THE PROBLEM:
Gather and copy in full every line below that contains the word "blurred".

EXTRACTED DATA:
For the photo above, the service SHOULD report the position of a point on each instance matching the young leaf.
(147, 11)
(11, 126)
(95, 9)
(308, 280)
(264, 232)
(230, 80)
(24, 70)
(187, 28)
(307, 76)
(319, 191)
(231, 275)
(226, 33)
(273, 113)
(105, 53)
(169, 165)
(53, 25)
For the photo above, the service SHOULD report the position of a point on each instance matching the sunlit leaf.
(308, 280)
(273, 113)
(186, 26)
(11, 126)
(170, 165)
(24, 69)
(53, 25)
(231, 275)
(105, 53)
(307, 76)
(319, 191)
---
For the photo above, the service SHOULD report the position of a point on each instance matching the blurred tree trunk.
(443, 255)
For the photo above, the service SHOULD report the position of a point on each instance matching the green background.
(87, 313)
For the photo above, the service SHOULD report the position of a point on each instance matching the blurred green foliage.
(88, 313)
...
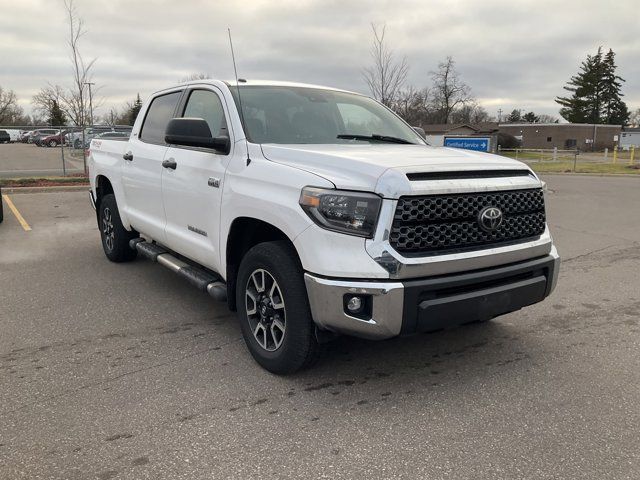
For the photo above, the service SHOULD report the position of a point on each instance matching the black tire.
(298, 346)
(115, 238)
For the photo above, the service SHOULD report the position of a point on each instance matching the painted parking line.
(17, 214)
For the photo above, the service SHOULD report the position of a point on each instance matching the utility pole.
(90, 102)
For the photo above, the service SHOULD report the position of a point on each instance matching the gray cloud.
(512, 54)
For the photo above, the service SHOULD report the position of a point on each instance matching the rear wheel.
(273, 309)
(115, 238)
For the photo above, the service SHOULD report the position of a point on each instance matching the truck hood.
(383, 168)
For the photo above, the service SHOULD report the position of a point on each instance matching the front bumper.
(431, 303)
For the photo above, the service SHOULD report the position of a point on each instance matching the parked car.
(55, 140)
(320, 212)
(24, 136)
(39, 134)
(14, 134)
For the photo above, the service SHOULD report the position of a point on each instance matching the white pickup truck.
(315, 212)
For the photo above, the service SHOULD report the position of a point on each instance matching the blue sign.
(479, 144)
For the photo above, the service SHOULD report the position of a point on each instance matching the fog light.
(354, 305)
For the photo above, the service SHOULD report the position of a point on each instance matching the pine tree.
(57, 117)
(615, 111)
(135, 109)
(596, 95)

RESPONSE FOR THIS EXERCISE:
For the photo above, the service SHOULD report the position of a point on each instance matching the blurred tree trunk.
For the photo above, the service SHOULD report the position of a point on each instance matching the blurred green foliage.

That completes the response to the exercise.